* _Instructions for the task_: Repeat the records below word for word, omitting the pictures.

(Stored items)
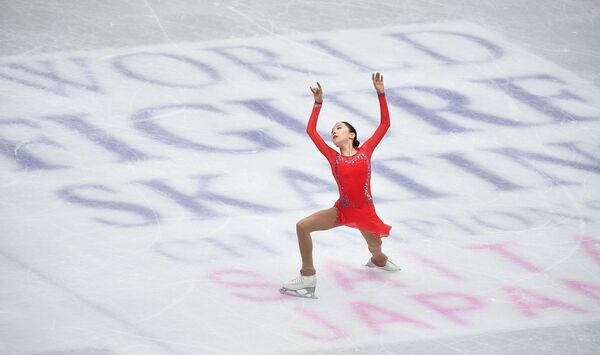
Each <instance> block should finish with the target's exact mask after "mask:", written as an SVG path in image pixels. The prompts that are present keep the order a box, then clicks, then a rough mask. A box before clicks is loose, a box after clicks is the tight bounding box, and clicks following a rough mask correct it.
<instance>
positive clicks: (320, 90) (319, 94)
mask: <svg viewBox="0 0 600 355" xmlns="http://www.w3.org/2000/svg"><path fill="white" fill-rule="evenodd" d="M317 86H318V87H316V88H313V87H311V88H310V91H312V93H313V96H314V98H315V102H317V103H321V102H323V88H321V84H319V82H318V81H317Z"/></svg>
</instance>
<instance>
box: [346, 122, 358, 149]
mask: <svg viewBox="0 0 600 355" xmlns="http://www.w3.org/2000/svg"><path fill="white" fill-rule="evenodd" d="M342 123H343V124H345V125H346V127H348V129H349V130H350V133H354V140H353V141H352V146H353V147H358V146H359V145H360V141H359V140H358V139H356V138H357V137H358V133H356V129H355V128H354V126H352V125H351V124H350V123H348V122H346V121H342Z"/></svg>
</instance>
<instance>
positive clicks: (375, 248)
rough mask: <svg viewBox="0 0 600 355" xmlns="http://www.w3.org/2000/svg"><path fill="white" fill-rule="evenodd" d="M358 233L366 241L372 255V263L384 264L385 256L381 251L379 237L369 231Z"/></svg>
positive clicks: (382, 265)
mask: <svg viewBox="0 0 600 355" xmlns="http://www.w3.org/2000/svg"><path fill="white" fill-rule="evenodd" d="M360 233H361V234H362V235H363V237H364V238H365V240H366V241H367V246H368V247H369V251H370V252H371V254H372V255H373V257H372V258H371V261H373V264H375V265H377V266H384V265H385V262H386V261H387V256H386V255H385V254H384V253H383V252H382V251H381V245H382V244H383V242H382V241H381V238H377V236H376V235H375V234H373V233H371V232H365V231H360Z"/></svg>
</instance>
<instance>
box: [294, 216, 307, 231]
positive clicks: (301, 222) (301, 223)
mask: <svg viewBox="0 0 600 355" xmlns="http://www.w3.org/2000/svg"><path fill="white" fill-rule="evenodd" d="M296 231H297V232H298V233H310V230H309V229H308V222H307V221H306V219H301V220H299V221H298V223H296Z"/></svg>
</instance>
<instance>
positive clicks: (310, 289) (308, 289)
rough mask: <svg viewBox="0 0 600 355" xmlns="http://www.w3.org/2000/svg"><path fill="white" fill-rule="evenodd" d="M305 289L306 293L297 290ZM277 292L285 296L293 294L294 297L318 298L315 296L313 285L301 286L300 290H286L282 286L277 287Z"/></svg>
mask: <svg viewBox="0 0 600 355" xmlns="http://www.w3.org/2000/svg"><path fill="white" fill-rule="evenodd" d="M302 290H303V291H306V293H300V292H298V291H302ZM279 293H281V294H282V295H286V296H294V297H300V298H312V299H318V298H319V297H317V296H315V288H314V287H307V288H303V289H300V290H288V289H287V288H285V287H282V288H280V289H279Z"/></svg>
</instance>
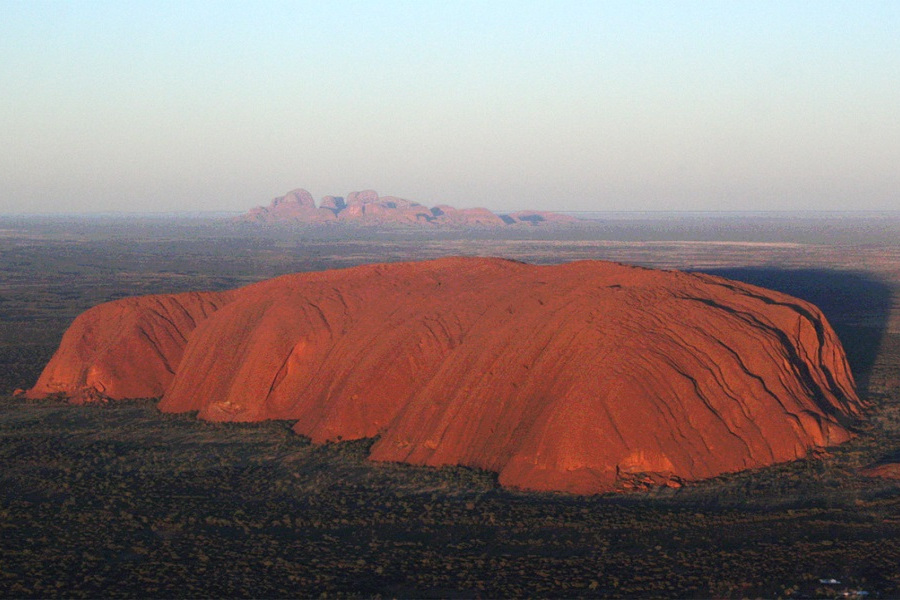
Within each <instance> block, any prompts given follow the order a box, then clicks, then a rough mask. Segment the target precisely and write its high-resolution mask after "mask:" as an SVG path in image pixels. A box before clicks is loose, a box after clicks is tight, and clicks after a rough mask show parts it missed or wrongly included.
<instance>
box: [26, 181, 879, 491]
mask: <svg viewBox="0 0 900 600" xmlns="http://www.w3.org/2000/svg"><path fill="white" fill-rule="evenodd" d="M351 203H353V204H351ZM371 204H372V203H371V202H360V198H359V196H353V197H349V198H348V206H369V205H371ZM326 209H327V207H326ZM317 210H322V209H321V208H319V209H317ZM54 394H64V395H70V396H75V397H76V398H81V399H83V400H92V399H97V398H104V397H105V398H127V397H145V396H158V395H162V400H161V402H160V404H159V407H160V408H161V409H162V410H163V411H168V412H184V411H199V417H200V418H202V419H209V420H215V421H257V420H262V419H291V420H294V421H296V424H295V425H294V430H295V431H296V432H297V433H300V434H303V435H306V436H309V437H310V438H311V439H312V440H313V441H314V442H316V443H321V442H325V441H328V440H351V439H357V438H364V437H373V436H376V435H377V436H380V437H379V439H378V441H377V442H376V443H375V445H374V446H373V447H372V449H371V458H372V459H373V460H378V461H397V462H405V463H412V464H418V465H432V466H439V465H451V464H452V465H467V466H471V467H477V468H482V469H488V470H492V471H495V472H497V473H499V479H500V482H501V484H503V485H505V486H512V487H517V488H524V489H530V490H557V491H568V492H574V493H579V494H591V493H597V492H606V491H611V490H614V489H617V488H622V487H629V486H640V485H642V484H643V482H648V481H649V482H652V483H656V484H666V483H669V484H672V485H679V484H680V483H681V482H683V481H690V480H696V479H701V478H708V477H713V476H716V475H719V474H721V473H727V472H733V471H739V470H743V469H750V468H755V467H762V466H765V465H771V464H773V463H778V462H782V461H789V460H793V459H796V458H800V457H804V456H806V455H807V453H808V452H809V451H810V450H812V449H816V448H819V447H824V446H828V445H833V444H838V443H841V442H843V441H845V440H847V439H849V438H850V437H851V436H850V433H849V432H848V430H847V429H846V428H845V423H847V420H849V419H853V418H856V417H858V416H859V415H860V414H861V406H862V405H861V403H860V401H859V399H858V398H857V396H856V393H855V388H854V382H853V378H852V375H851V374H850V371H849V368H848V366H847V361H846V359H845V356H844V351H843V349H842V348H841V345H840V343H839V341H838V339H837V337H836V336H835V334H834V331H833V330H832V329H831V327H830V325H829V324H828V322H827V321H826V320H825V317H824V316H823V315H822V313H821V312H820V311H819V310H818V309H817V308H816V307H814V306H812V305H811V304H808V303H806V302H804V301H802V300H798V299H796V298H792V297H790V296H787V295H784V294H781V293H778V292H773V291H769V290H765V289H762V288H758V287H755V286H752V285H748V284H743V283H737V282H733V281H729V280H726V279H722V278H719V277H714V276H710V275H700V274H687V273H680V272H675V271H657V270H650V269H643V268H637V267H629V266H624V265H620V264H615V263H604V262H596V261H583V262H575V263H570V264H564V265H558V266H534V265H528V264H522V263H517V262H512V261H506V260H500V259H483V258H471V259H464V258H448V259H441V260H435V261H427V262H420V263H395V264H380V265H368V266H362V267H355V268H351V269H344V270H335V271H325V272H314V273H300V274H295V275H286V276H283V277H279V278H276V279H272V280H269V281H265V282H260V283H257V284H254V285H249V286H246V287H243V288H240V289H238V290H234V291H232V292H226V293H221V294H215V293H205V294H189V295H184V294H181V295H174V296H146V297H142V298H132V299H127V300H119V301H115V302H110V303H108V304H103V305H100V306H97V307H95V308H93V309H91V310H89V311H87V312H86V313H84V314H83V315H81V316H80V317H78V318H77V319H76V320H75V322H74V323H73V324H72V327H71V328H70V330H69V331H68V332H67V333H66V335H65V337H64V338H63V341H62V344H61V345H60V348H59V350H58V351H57V352H56V354H55V355H54V357H53V359H52V360H51V361H50V364H49V365H48V366H47V368H46V369H45V370H44V373H43V374H42V375H41V377H40V380H39V381H38V383H37V385H36V386H35V387H34V388H33V389H31V390H29V391H28V396H29V397H31V398H42V397H46V396H48V395H54Z"/></svg>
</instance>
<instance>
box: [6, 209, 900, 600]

* _Reply to the exercise_:
Each <instance> block should finish with the target's exact mask after "mask:", written as an SVG path in image pixels. The prompts that are present keep the order a box, then clicks, then a rough mask. A box before clicks is loose, a box after clicks is the tight bounding box, and clicks following a rough mask correct it.
<instance>
positive clicks: (320, 90) (319, 94)
mask: <svg viewBox="0 0 600 355" xmlns="http://www.w3.org/2000/svg"><path fill="white" fill-rule="evenodd" d="M317 86H318V87H316V88H313V87H311V88H310V91H312V93H313V96H314V98H315V102H317V103H321V102H323V88H321V84H319V82H318V81H317Z"/></svg>
</instance>
<instance>
box: [346, 122, 358, 149]
mask: <svg viewBox="0 0 600 355" xmlns="http://www.w3.org/2000/svg"><path fill="white" fill-rule="evenodd" d="M342 123H343V124H345V125H346V127H348V129H349V130H350V133H354V140H353V141H352V146H353V147H358V146H359V145H360V141H359V140H358V139H356V138H357V137H358V133H356V129H355V128H354V126H352V125H351V124H350V123H348V122H346V121H342Z"/></svg>
</instance>
<instance>
positive clicks: (375, 248)
rough mask: <svg viewBox="0 0 600 355" xmlns="http://www.w3.org/2000/svg"><path fill="white" fill-rule="evenodd" d="M358 233L366 241L372 255V263L384 264L385 256L381 251L379 237L369 231Z"/></svg>
positive clicks: (382, 265)
mask: <svg viewBox="0 0 600 355" xmlns="http://www.w3.org/2000/svg"><path fill="white" fill-rule="evenodd" d="M360 233H361V234H362V235H363V237H364V238H365V240H366V241H367V246H368V247H369V251H370V252H371V254H372V255H373V257H372V258H371V261H373V264H375V265H377V266H384V265H385V262H386V261H387V256H386V255H385V254H384V253H383V252H382V251H381V245H382V244H383V242H382V241H381V238H377V236H376V235H375V234H373V233H371V232H365V231H360Z"/></svg>
</instance>
<instance>
box: [294, 216, 307, 231]
positive clicks: (301, 222) (301, 223)
mask: <svg viewBox="0 0 600 355" xmlns="http://www.w3.org/2000/svg"><path fill="white" fill-rule="evenodd" d="M296 231H297V232H298V233H310V230H309V229H308V222H307V221H306V219H301V220H299V221H298V223H296Z"/></svg>
</instance>
<instance>
positive clicks: (310, 289) (308, 289)
rough mask: <svg viewBox="0 0 600 355" xmlns="http://www.w3.org/2000/svg"><path fill="white" fill-rule="evenodd" d="M305 289L306 293L297 290ZM277 292L285 296L293 294L294 297L318 298L315 296L313 285L301 286L300 290H286L282 286L277 287Z"/></svg>
mask: <svg viewBox="0 0 600 355" xmlns="http://www.w3.org/2000/svg"><path fill="white" fill-rule="evenodd" d="M302 290H303V291H306V293H300V292H298V291H302ZM279 293H281V294H282V295H286V296H294V297H300V298H312V299H318V298H319V297H317V296H315V288H314V287H307V288H303V289H300V290H288V289H287V288H285V287H282V288H280V289H279Z"/></svg>
</instance>
Within each <instance> block, any prompts given follow the order a box, then clicks, then a rough mask. Segment the target precisely and write its high-resolution mask after "mask:" as an SVG path in image pixels. A box before clicks is loose, a box after clicks is tight, and clicks after a rough mask show parts it missed or wrongly included.
<instance>
box: [26, 181, 879, 491]
mask: <svg viewBox="0 0 900 600" xmlns="http://www.w3.org/2000/svg"><path fill="white" fill-rule="evenodd" d="M351 203H353V204H351ZM371 204H372V203H371V202H360V198H359V196H353V197H349V198H348V206H369V205H371ZM326 209H327V207H326ZM317 210H322V209H321V208H319V209H317ZM54 394H64V395H70V396H75V397H76V398H81V399H83V400H92V399H97V398H104V397H105V398H127V397H145V396H158V395H162V400H161V402H160V404H159V407H160V408H161V409H162V410H163V411H168V412H184V411H199V417H200V418H202V419H209V420H215V421H257V420H262V419H291V420H294V421H296V424H295V425H294V430H295V431H296V432H297V433H300V434H303V435H306V436H309V437H310V438H311V439H312V440H313V441H314V442H316V443H321V442H325V441H328V440H351V439H357V438H364V437H373V436H376V435H377V436H380V437H379V439H378V441H377V442H376V443H375V445H374V446H373V447H372V449H371V458H372V459H373V460H378V461H397V462H405V463H412V464H418V465H432V466H439V465H451V464H452V465H467V466H471V467H477V468H482V469H488V470H492V471H495V472H497V473H499V479H500V482H501V484H503V485H505V486H512V487H517V488H524V489H530V490H557V491H568V492H574V493H579V494H591V493H597V492H606V491H611V490H614V489H617V488H622V487H629V486H640V485H642V484H643V482H648V481H649V482H652V483H656V484H666V483H669V484H672V485H679V484H680V483H681V482H683V481H690V480H696V479H701V478H708V477H713V476H716V475H719V474H721V473H727V472H733V471H739V470H743V469H750V468H755V467H762V466H765V465H771V464H773V463H778V462H782V461H789V460H793V459H796V458H800V457H804V456H806V455H807V453H808V452H809V451H810V450H812V449H816V448H819V447H824V446H828V445H833V444H838V443H841V442H843V441H845V440H847V439H849V438H850V437H851V436H850V433H849V432H848V430H847V429H846V428H845V423H847V420H849V419H853V418H856V417H858V416H859V415H860V414H861V406H862V405H861V403H860V401H859V399H858V398H857V396H856V393H855V388H854V382H853V378H852V375H851V374H850V371H849V368H848V366H847V361H846V359H845V356H844V351H843V349H842V348H841V345H840V343H839V341H838V339H837V337H836V336H835V334H834V331H833V330H832V329H831V327H830V325H829V324H828V322H827V321H826V320H825V317H824V316H823V315H822V313H821V312H820V311H819V310H818V309H817V308H816V307H814V306H812V305H811V304H808V303H806V302H804V301H802V300H798V299H796V298H792V297H790V296H787V295H784V294H781V293H778V292H773V291H769V290H765V289H762V288H758V287H755V286H752V285H748V284H743V283H737V282H733V281H729V280H726V279H722V278H719V277H714V276H710V275H700V274H687V273H680V272H675V271H657V270H650V269H643V268H637V267H629V266H624V265H620V264H615V263H604V262H596V261H583V262H575V263H570V264H564V265H558V266H534V265H528V264H522V263H517V262H512V261H506V260H500V259H483V258H471V259H464V258H448V259H441V260H435V261H427V262H420V263H395V264H380V265H368V266H362V267H355V268H351V269H344V270H335V271H325V272H314V273H300V274H295V275H286V276H283V277H279V278H276V279H272V280H269V281H265V282H260V283H257V284H254V285H249V286H246V287H243V288H240V289H238V290H234V291H232V292H226V293H221V294H215V293H205V294H189V295H184V294H181V295H174V296H146V297H142V298H132V299H127V300H119V301H115V302H110V303H108V304H103V305H100V306H97V307H95V308H93V309H91V310H89V311H87V312H86V313H84V314H83V315H81V316H80V317H78V318H77V319H76V320H75V322H74V323H73V324H72V327H71V328H70V330H69V331H68V332H67V333H66V335H65V337H64V338H63V341H62V344H61V345H60V348H59V350H58V351H57V352H56V354H55V355H54V357H53V359H52V360H51V361H50V364H49V365H48V366H47V368H46V369H45V370H44V373H43V374H42V375H41V377H40V380H39V381H38V383H37V385H36V386H35V387H34V388H33V389H31V390H29V391H28V396H29V397H31V398H42V397H46V396H48V395H54Z"/></svg>
</instance>
<instance>
box: [6, 209, 900, 600]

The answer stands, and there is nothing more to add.